>> START

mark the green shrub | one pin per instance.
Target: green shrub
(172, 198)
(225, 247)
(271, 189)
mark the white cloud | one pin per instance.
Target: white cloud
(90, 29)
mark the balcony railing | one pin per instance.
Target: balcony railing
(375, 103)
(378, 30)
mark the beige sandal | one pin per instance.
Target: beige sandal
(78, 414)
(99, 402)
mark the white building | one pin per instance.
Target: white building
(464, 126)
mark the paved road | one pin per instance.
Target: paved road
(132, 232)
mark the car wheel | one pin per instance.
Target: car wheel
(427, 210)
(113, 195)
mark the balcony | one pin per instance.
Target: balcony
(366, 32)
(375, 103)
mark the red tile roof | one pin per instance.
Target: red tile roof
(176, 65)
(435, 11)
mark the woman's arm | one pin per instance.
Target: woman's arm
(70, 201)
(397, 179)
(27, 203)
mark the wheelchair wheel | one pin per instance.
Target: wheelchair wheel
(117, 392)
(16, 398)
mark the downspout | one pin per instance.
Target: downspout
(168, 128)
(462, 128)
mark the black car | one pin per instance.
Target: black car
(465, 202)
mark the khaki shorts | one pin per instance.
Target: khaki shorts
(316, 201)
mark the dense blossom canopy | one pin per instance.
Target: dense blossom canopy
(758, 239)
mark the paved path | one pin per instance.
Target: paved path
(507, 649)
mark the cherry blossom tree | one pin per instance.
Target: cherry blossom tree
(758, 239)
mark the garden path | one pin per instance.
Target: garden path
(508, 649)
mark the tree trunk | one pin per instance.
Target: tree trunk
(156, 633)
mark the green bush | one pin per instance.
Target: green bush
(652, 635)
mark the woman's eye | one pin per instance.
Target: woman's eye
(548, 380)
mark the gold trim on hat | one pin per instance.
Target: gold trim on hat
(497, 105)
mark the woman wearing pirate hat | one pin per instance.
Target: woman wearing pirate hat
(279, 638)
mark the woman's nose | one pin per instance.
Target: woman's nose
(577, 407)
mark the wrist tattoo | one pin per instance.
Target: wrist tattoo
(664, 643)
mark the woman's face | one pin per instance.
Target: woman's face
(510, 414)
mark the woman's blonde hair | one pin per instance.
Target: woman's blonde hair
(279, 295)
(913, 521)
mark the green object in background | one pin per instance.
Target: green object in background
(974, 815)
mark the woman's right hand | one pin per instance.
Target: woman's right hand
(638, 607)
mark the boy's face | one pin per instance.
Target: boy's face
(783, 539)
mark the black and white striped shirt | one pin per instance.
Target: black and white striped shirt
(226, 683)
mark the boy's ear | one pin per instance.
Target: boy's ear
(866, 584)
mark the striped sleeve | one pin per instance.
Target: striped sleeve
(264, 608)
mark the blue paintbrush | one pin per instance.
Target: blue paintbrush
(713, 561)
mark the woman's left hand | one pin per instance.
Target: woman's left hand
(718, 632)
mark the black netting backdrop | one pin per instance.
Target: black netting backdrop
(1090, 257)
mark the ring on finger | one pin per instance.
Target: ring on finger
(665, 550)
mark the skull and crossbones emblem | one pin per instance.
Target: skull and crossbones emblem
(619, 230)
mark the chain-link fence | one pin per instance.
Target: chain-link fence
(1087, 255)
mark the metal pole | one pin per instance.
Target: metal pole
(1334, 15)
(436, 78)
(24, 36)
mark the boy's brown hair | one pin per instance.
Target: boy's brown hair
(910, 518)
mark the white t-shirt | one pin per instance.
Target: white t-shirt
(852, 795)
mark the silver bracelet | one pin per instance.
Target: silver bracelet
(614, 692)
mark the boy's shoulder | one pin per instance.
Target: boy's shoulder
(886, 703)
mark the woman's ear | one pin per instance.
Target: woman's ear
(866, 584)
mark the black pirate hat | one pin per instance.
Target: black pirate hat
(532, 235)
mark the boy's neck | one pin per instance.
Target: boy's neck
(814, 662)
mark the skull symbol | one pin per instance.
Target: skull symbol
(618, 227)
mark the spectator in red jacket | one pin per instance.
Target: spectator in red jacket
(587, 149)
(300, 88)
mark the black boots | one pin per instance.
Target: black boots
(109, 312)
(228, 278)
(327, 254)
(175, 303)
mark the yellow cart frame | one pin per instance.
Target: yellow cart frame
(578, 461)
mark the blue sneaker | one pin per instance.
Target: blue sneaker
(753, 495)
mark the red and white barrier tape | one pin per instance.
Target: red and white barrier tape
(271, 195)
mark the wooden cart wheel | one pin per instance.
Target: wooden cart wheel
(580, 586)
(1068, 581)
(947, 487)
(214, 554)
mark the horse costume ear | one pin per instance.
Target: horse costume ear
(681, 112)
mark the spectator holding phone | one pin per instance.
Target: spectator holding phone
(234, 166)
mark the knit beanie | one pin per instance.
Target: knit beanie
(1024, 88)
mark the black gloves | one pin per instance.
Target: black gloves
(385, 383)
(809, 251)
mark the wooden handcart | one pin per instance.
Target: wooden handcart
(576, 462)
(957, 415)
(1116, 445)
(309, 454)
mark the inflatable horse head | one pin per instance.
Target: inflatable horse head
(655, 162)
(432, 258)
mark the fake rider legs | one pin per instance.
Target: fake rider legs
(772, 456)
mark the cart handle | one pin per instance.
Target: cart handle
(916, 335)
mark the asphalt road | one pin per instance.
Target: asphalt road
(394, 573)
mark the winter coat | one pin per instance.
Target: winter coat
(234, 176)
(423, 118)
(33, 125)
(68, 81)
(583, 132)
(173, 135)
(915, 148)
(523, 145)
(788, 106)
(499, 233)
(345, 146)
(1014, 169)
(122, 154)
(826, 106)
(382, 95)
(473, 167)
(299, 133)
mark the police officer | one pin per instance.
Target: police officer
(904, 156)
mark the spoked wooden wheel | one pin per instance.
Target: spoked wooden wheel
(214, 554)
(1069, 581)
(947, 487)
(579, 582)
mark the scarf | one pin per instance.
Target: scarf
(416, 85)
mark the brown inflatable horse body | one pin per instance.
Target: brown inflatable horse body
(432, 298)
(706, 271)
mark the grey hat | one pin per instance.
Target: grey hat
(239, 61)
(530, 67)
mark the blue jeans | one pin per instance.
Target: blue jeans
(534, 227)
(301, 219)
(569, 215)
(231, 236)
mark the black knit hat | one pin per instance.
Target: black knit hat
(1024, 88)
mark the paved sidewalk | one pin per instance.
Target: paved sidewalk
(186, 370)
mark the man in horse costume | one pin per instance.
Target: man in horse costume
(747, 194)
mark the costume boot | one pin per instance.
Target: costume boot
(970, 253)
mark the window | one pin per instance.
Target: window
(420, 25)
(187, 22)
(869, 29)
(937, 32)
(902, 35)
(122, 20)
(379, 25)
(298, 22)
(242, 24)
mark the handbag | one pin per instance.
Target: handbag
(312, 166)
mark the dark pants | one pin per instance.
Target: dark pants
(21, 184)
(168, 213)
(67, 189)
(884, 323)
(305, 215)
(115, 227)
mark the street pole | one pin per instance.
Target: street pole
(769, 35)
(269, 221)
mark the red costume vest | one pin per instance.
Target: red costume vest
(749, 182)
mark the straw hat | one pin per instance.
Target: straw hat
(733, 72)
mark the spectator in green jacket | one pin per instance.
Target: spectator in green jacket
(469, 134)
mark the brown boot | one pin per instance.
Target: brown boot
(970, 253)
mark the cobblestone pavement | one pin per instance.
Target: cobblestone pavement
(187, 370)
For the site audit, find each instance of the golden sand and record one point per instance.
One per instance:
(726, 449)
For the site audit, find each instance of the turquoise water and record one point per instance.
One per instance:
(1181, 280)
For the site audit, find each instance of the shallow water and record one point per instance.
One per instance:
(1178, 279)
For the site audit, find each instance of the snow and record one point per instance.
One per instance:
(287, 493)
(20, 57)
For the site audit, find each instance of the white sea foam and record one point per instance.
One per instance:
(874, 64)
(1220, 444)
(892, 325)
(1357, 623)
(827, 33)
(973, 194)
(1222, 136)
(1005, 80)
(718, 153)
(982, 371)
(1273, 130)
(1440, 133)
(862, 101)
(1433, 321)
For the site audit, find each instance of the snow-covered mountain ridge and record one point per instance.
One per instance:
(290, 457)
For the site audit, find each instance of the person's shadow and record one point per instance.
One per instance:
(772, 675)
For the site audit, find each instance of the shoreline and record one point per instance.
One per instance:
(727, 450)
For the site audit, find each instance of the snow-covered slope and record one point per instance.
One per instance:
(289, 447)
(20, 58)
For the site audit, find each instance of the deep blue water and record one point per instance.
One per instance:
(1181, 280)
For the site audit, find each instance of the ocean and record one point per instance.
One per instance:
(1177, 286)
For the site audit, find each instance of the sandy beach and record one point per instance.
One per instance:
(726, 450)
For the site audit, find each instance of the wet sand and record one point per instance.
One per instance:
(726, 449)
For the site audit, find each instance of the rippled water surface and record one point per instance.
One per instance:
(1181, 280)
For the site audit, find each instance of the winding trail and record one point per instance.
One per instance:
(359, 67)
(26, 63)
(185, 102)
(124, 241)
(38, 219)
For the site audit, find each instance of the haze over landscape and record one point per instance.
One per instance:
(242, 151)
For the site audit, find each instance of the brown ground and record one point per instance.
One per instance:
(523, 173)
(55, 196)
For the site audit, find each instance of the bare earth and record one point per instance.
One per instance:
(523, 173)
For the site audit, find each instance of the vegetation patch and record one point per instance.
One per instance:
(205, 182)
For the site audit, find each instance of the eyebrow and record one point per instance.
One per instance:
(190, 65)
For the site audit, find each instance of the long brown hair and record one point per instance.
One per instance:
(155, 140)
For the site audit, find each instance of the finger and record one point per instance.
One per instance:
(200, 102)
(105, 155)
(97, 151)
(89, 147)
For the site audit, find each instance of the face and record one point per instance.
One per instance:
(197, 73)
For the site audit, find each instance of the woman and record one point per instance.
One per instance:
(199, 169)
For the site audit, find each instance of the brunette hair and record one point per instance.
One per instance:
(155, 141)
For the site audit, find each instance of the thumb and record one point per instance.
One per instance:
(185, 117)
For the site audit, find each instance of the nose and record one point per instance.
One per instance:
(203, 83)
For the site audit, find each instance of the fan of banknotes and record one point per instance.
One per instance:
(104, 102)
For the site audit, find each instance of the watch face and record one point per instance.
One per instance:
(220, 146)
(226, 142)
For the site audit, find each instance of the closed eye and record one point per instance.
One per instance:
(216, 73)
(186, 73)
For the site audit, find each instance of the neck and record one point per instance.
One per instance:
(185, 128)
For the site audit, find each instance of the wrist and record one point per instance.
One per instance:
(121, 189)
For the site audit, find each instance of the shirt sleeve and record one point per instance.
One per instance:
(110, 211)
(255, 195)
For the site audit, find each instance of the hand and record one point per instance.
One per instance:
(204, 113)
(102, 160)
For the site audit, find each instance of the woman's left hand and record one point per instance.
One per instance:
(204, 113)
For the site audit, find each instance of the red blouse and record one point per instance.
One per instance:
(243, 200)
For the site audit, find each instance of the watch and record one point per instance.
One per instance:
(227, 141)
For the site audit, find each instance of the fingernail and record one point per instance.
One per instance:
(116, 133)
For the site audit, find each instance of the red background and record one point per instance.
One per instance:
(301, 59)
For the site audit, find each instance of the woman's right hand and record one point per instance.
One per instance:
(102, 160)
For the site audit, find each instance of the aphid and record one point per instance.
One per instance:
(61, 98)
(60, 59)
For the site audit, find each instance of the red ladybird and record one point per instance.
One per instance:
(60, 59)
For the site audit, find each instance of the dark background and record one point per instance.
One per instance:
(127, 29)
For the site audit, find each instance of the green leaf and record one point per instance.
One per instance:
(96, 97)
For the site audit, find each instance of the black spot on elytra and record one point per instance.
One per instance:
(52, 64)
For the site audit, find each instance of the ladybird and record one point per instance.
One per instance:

>> END

• _EXERCISE DESCRIPTION_: Every line from the one containing "For the site audit, find each instance of the fingernail" through the end of the entries above must be echoed exactly, with both ends kept.

• _IN RESPONSE_:
For the site audit, find each instance of the fingernail and record one point per instance.
One per instance:
(116, 133)
For the site audit, find each instance of the red background and record one point per instance.
One per instance:
(301, 59)
For the site audit, find each instance of the woman's right hand and record one point per instance.
One per instance:
(102, 160)
For the site audit, find each instance of the aphid and record one point per instance.
One per instance:
(61, 98)
(60, 59)
For the site audit, find each instance of the red ladybird and record one point per instance.
One per instance:
(60, 59)
For the site audit, find each instance of the dark background and record one point per instance.
One per instance:
(127, 29)
For the site audit, find each instance of the green leaf and record one point per instance.
One per instance:
(96, 97)
For the site audit, find each instance of the black spot on elytra and record one point per instance.
One per instance:
(52, 64)
For the site audit, find each instance of the ladybird and record one point per instance.
One per instance:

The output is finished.